• [Görev]: Aşağıdaki öğeleri, "ivy leaf" ifadesi yerine "oak leaf" koyarak yeniden yazın. Geri kalan her şeyi değiştirmeyin.

Bir veri kümesinden öğeler:
+++++

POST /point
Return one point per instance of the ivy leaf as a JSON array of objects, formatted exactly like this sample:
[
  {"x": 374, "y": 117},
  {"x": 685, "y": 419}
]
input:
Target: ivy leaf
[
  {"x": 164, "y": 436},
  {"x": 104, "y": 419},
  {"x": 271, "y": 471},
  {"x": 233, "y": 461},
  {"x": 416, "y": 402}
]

+++++

• [Yanıt]:
POST /point
Return one point per instance of the oak leaf as a JSON array of objects, formatted exactly like this sample:
[
  {"x": 374, "y": 117},
  {"x": 685, "y": 419}
]
input:
Target: oak leaf
[
  {"x": 164, "y": 436},
  {"x": 104, "y": 419},
  {"x": 271, "y": 471},
  {"x": 233, "y": 461},
  {"x": 416, "y": 402}
]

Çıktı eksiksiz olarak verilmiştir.